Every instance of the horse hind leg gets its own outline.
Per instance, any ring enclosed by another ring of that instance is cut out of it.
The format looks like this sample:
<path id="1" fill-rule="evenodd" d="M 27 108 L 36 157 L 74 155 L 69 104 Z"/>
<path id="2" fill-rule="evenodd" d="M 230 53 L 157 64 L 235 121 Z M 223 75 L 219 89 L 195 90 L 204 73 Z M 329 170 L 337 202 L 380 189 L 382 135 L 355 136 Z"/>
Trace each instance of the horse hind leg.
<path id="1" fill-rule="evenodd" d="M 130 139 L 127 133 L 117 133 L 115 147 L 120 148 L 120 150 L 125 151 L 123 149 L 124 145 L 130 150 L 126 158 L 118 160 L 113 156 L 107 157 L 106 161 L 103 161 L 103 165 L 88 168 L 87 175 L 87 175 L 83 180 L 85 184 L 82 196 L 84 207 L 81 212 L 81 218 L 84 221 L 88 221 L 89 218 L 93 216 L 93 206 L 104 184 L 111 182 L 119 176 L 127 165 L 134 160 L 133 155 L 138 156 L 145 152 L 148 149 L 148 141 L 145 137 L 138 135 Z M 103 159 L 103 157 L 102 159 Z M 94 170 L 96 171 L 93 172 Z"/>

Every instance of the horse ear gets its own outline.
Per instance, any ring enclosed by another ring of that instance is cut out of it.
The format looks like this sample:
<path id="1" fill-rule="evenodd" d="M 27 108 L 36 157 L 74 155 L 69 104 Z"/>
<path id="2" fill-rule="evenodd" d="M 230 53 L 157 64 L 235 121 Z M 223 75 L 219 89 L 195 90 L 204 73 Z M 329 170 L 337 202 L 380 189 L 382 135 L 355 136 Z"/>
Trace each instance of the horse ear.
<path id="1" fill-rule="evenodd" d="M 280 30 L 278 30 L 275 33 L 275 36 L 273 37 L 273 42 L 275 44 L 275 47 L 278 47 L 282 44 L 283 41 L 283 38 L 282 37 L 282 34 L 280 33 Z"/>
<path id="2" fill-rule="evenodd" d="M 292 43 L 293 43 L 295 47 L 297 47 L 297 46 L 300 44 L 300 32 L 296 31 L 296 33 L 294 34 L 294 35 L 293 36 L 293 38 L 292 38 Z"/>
____________________
**Prompt**
Copy all of the material above with "contour" substituted for each occurrence of "outline", keeping everything else the same.

**Exercise result**
Every instance of the horse hind leg gets its own contour.
Per instance, any ring enclosed by another ring of that instance is cut out of it.
The format looks like this sample:
<path id="1" fill-rule="evenodd" d="M 27 108 L 36 157 L 74 155 L 69 104 Z"/>
<path id="2" fill-rule="evenodd" d="M 230 53 L 157 64 L 235 121 Z M 223 75 L 219 89 L 195 90 L 204 73 Z M 329 170 L 337 202 L 380 189 L 382 135 L 355 136 Z"/>
Trace each instance of the horse hind leg.
<path id="1" fill-rule="evenodd" d="M 130 139 L 127 133 L 117 133 L 115 147 L 120 148 L 120 150 L 125 151 L 123 149 L 124 145 L 130 150 L 126 158 L 118 160 L 113 156 L 107 157 L 106 161 L 103 161 L 103 165 L 88 168 L 87 175 L 87 175 L 83 180 L 85 184 L 82 196 L 84 207 L 81 212 L 81 218 L 84 221 L 88 221 L 89 218 L 93 216 L 93 206 L 104 184 L 111 182 L 119 176 L 127 165 L 134 160 L 133 155 L 138 156 L 145 152 L 148 149 L 148 141 L 145 137 L 138 135 Z M 103 159 L 103 157 L 102 159 Z M 94 170 L 96 171 L 93 172 Z"/>

Every instance of the horse ear gets its own contour.
Per instance, any ring enclosed by another ring of that instance is cut out of it.
The format looks like this sample:
<path id="1" fill-rule="evenodd" d="M 27 108 L 36 157 L 74 155 L 69 104 Z"/>
<path id="2" fill-rule="evenodd" d="M 230 53 L 157 64 L 235 121 Z M 223 75 L 219 89 L 195 90 L 204 73 Z M 329 170 L 337 202 L 380 189 L 382 135 L 355 136 Z"/>
Trace each instance of the horse ear.
<path id="1" fill-rule="evenodd" d="M 280 30 L 278 30 L 275 33 L 275 36 L 273 37 L 273 42 L 275 44 L 275 47 L 278 47 L 282 44 L 283 41 L 283 38 L 282 37 L 282 34 L 280 33 Z"/>
<path id="2" fill-rule="evenodd" d="M 292 43 L 293 43 L 295 47 L 297 47 L 297 46 L 300 44 L 300 32 L 296 31 L 296 33 L 294 34 L 294 35 L 293 36 L 293 38 L 292 38 Z"/>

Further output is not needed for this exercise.